Log in to the operating environment, utilize the msprof op simulator to enable operator simulation tuning, and then use the optional simulation parameters and the application to be optimized (blockdim 1) for tuning. For details about the optional simulation parameters, see Table 3. An example command is as follows:

msprof op simulator --soc-version=Ascendxxxyy --output=/home/projects/output /home/projects/MyApp/out/main blockdim 1 // --output is an optional parameter, /home/projects/MyApp/out/main indicates the used app, blockdim 1 is an optional parameter of the user application, and xxxyy indicates the processor type.

Table 3 Options of msprof op simulator

Option

Description

Mandatory (Yes/No)

--application

NOTE:

This option is currently compatible with ./app [arguments] and will be changed to ./app [arguments] later.

You are advised to run msprof op simulator --soc-version=Ascendxxxyy [msprof op simulator parameters] ./app for file pulling. app indicates the specified executable file. If no app path is specified, the current path is used by default. xxxyy indicates the processor type.

NOTE:

When using ./app, add msprof op simulator parameters before ./app to ensure that the related functions take effect.

Yes. Select one of the specified executable file, --config, and --export.

--config

This option sets the binary file *.o obtained by operator compilation. It can be set to an absolute path or a relative path. For details, see JSON Configuration File Description.

NOTE:

Before operator tuning, you can obtain the operator binary *.o file in either of the following ways:

Obtain the executable file on the NPU and extract the *.o file from the executable file. For details, see "Kernel Launch".

## Required tasks
1) Decide whether each statement below agrees with the msprof op simulator excerpt above. Answer yes or no for each, quoting the exact words of the excerpt that settle it.
(a) In the example command, --output is an optional parameter.
(b) The --config option accepts only an absolute path.
(c) When no app path is specified, the current path is used by default.
2) Using the msprof op simulator excerpt, answer these questions:
(a) Which table gives details about the optional simulation parameters?
(b) What does the --config option set?
(c) Where should the msprof op simulator parameters go when ./app is used?
3) Please carry on the msprof op simulator excerpt, beginning right after its final sentence.

## Rows
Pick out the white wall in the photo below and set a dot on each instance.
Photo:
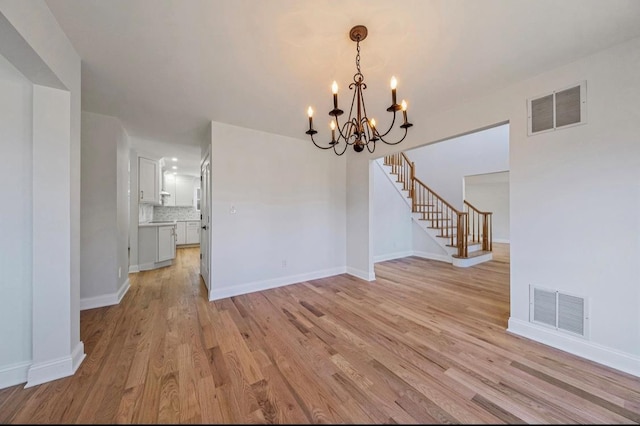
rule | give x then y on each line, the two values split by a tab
490	193
278	211
34	43
562	185
105	214
442	166
391	224
16	213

## Answers given
1)
(a) Yes: "--output is an optional parameter"
(b) No: "It can be set to an absolute path or a relative path."
(c) Yes: "If no app path is specified, the current path is used by default."

2)
(a) Table 3
(b) The binary file *.o obtained by operator compilation
(c) Before ./app

3)
The *.o file is automatically generated during operator compilation. For details, see Compiling and Deploying Operators.
Ensure that users in the group and other groups do not have the write permission on the JSON file specified by --config and the parent directory. In addition, ensure that the owner of the parent directory of the JSON file is the current user.

You need to use the LD_LIBRARY_PATH environment variable to set the simulator type.

export LD_LIBRARY_PATH=${INSTALL_DIR}/tools/simulator/Ascendxxxyy/lib:$LD_LIBRARY_PATH // xxxyy indicates the processor type.

--export

This option specifies the folder that contains the single-operator simulation result. The simulation result is directly parsed, and the single-core or multi-core instruction pipeline chart of the single-operator is displayed on MindStudio Insight.

NOTE:

The specified folder can store only multi-core data and the operator kernel function file aicore_binary.o. Therefore, you need to manually change the binary file name (*.o) configured in --config to aicore_binary.o.
If you provide only the dump file, the code line mapping cannot be generated in the instruction pipeline chart. To view the code line, you need to store the operator kernel function file named aicore_binary.o in the dump file.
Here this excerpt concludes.